[llvm-dev] Should I add intrinsics to write my own automatic reference counting passes?

Mon Nov 30 13:28:06 PST 2020

On 20 Nov 2020, at 4:29, Ola Fosheim Grøstad wrote:
> On Thu, Nov 19, 2020 at 1:04 AM John McCall <rjmccall at apple.com> 
> wrote:
>
>> The main problem for this sort of optimization is that it is 
>> difficult
>> to do on an IR like LLVM’s, where the semantic relationships 
>> between
>> values that exist in the program have been lowered into a sequence of
>> primitive operations with no remaining structural relationship.
>
>
> I understand. I think one possible advantage though would be to 
> optimize
> C++ shared_ptr as well when calling into C++ code (assuming that 
> everything
> is done with a modified version of clang++), or to provide a C library 
> with
> macros that will emit the ARC-intrinsics so that C-FFI can benefit 
> from the
> same optimizations...

Well, I understand that this is the *goal*, and that as as *goal* it’d 
be
quite valuable.  I’m just saying that it’s going to be hard to do 
correctly
on LLVM IR because the high-level structure will have been lost.

> Dealing with unrelated operations and retroactively attempting to 
> infer
>> relationships, as LLVM IR must, turns it into a fundamentally 
>> difficult
>> analysis that often relies on semantic knowledge that isn’t 
>> expressed
>> in the IR, so that you’re actually reasoning about what happens 
>> under
>> a “well-behaved” frontend.
>>
>
> Yes, so basically, if one chooses to do this within the LLVM IR then 
> it
> might be difficult to share the ARC optimizations with other front 
> ends.
......
• _INSTRUCTION A_
According to the thread on reference-counting intrinsics, why is this kind of optimization hard to do correctly on LLVM IR? Answer in one to three sentences.
The thread and the listing have no connection to each other.
......
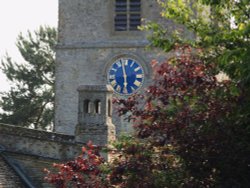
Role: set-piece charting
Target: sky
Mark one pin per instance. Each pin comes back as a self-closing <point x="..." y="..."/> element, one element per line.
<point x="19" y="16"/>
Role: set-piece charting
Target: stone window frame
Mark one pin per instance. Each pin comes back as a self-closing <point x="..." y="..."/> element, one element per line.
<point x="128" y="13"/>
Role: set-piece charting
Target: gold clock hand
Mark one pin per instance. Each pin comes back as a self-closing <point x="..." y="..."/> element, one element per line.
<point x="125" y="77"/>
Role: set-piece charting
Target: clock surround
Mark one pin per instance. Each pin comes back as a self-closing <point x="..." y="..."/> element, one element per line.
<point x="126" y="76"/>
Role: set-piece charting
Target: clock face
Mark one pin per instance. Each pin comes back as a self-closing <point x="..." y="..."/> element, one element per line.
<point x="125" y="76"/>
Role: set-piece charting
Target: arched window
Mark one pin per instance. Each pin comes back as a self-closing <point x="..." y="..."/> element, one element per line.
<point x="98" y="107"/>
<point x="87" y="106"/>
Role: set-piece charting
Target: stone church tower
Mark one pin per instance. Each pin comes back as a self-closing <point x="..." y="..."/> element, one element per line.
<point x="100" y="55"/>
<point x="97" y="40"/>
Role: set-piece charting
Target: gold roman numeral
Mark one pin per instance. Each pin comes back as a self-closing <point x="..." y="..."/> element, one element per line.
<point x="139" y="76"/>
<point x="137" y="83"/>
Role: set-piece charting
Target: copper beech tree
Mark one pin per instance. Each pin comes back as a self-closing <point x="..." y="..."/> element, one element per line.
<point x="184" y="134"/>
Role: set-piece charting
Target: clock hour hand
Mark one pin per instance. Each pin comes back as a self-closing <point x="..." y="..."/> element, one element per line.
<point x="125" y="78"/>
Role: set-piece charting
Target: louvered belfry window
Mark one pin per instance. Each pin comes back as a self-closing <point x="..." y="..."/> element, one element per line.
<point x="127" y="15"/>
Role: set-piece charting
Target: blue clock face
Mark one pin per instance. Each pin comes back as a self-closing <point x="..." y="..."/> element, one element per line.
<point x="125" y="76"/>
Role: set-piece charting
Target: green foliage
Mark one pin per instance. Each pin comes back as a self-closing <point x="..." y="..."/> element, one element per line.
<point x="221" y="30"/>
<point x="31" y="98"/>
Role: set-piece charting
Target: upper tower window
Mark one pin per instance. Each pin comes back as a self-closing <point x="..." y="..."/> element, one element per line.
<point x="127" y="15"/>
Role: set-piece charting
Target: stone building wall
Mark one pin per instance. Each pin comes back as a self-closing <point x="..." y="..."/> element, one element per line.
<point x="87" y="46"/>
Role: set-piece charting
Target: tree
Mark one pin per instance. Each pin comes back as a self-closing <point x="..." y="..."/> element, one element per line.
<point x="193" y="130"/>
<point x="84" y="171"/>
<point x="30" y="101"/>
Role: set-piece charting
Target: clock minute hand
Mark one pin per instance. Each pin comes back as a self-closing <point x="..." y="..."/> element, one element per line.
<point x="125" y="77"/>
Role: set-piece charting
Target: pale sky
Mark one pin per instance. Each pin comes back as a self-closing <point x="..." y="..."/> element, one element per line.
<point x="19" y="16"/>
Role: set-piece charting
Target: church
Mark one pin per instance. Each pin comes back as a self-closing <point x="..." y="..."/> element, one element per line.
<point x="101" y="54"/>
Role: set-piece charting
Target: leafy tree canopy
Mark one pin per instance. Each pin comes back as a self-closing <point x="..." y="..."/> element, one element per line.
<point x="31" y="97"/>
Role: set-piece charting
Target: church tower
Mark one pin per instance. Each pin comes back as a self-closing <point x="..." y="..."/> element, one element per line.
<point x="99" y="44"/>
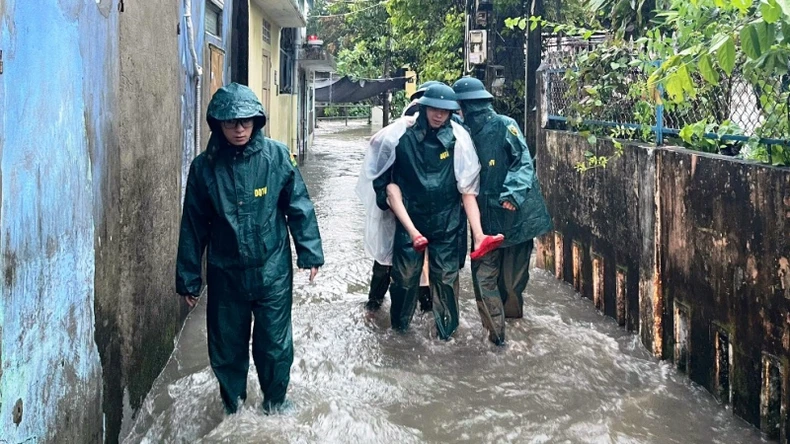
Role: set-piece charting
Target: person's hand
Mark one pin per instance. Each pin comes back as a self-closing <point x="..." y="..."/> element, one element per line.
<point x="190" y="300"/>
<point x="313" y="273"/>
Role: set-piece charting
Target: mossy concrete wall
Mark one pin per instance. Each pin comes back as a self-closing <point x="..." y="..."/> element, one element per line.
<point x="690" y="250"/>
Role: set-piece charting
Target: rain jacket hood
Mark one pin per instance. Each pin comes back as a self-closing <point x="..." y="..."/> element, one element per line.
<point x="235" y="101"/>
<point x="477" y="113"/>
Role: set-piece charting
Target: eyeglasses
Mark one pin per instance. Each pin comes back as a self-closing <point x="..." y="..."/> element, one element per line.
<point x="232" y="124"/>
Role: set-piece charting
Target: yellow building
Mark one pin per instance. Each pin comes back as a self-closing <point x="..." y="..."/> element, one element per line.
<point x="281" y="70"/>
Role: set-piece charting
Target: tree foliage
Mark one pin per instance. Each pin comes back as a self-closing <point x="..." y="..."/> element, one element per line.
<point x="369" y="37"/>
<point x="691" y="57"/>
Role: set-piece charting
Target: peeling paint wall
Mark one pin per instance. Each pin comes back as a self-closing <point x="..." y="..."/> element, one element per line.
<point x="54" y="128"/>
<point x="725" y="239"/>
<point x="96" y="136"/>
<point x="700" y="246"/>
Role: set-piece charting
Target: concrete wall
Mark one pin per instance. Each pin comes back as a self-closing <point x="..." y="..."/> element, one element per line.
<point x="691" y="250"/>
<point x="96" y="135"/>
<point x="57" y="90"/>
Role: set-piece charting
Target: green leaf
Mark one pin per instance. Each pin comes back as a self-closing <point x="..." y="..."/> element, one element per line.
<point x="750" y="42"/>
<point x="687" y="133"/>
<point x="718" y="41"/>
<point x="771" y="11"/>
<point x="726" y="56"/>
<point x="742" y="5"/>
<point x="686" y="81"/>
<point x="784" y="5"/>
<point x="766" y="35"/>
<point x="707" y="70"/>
......
• _INSTRUCTION B_
Collect every line of the listing that contains the string "stone".

• _WORKED SOLUTION A_
In LLVM IR, the semantic relationships between program values have been lowered into a sequence of primitive operations with no remaining structural relationship, so the high-level structure is lost. The analysis must then infer those relationships after the fact. That often relies on semantic knowledge the IR doesn't express, which amounts to reasoning about what a "well-behaved" frontend would produce.

• _WORKED SOLUTION B_
Target: stone window frame
Target: stone church tower
Target: stone building wall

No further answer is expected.